-- Data shown --
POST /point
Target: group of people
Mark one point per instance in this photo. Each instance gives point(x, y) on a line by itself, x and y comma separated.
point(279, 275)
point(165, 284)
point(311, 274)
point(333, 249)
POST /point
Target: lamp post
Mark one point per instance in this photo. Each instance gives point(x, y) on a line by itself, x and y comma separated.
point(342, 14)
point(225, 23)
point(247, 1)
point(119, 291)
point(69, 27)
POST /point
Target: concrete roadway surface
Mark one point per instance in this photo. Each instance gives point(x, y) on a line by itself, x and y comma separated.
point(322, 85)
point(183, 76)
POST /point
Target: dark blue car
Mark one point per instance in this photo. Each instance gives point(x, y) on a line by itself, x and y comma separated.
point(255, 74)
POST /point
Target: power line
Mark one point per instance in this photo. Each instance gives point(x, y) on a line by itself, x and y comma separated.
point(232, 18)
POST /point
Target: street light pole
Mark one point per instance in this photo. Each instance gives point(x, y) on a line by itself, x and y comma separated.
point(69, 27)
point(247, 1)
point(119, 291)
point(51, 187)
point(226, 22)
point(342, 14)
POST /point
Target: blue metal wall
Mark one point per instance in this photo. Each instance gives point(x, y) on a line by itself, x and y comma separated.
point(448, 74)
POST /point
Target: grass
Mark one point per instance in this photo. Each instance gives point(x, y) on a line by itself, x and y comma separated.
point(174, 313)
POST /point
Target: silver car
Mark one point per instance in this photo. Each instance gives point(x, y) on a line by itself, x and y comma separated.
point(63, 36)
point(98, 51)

-- Task prompt --
Reproduce the listing above verbatim, from first line to last.

-- The completed task --
POST /point
Target: group of people
Mark one point per instance in this photo. Each instance gives point(x, y) on a line by itself, x and y comma separated.
point(279, 275)
point(165, 284)
point(311, 274)
point(333, 249)
POST /point
Target: lamp post
Mark one point per instance in this photo. Each instance gives point(x, y) on a line by itself, x and y comma separated.
point(342, 14)
point(225, 23)
point(247, 1)
point(119, 291)
point(69, 27)
POST /point
Target: concrete roadway surface
Mark one point per instance in this photo. Each instance gives point(x, y) on a line by itself, x and y comma separated.
point(322, 85)
point(183, 76)
POST /point
Target: dark blue car
Mark one point per instance in this photo. Each instance gives point(x, y) on a line by itself, x and y comma separated.
point(255, 74)
POST /point
Target: power line
Mark one point per instance in this photo. Each instance gives point(x, y) on a line by itself, x and y comma separated.
point(232, 18)
POST /point
Target: street light pole
Mark one point per instance in this photo. Each instance gives point(x, y) on a line by itself, x and y comma separated.
point(69, 27)
point(247, 1)
point(119, 291)
point(51, 187)
point(226, 22)
point(342, 14)
POST /point
Target: blue metal wall
Mark one point per instance in this photo. Each instance gives point(x, y) on a line by itself, x and y comma separated.
point(448, 74)
POST /point
Target: grass
Mark one point per instance in this photo. Each instance gives point(x, y) on a line by itself, x and y comma separated.
point(174, 313)
POST /point
Target: silver car
Mark one point per instance in this photo. Each instance gives point(x, y) on a line by itself, x and y comma separated.
point(63, 36)
point(98, 51)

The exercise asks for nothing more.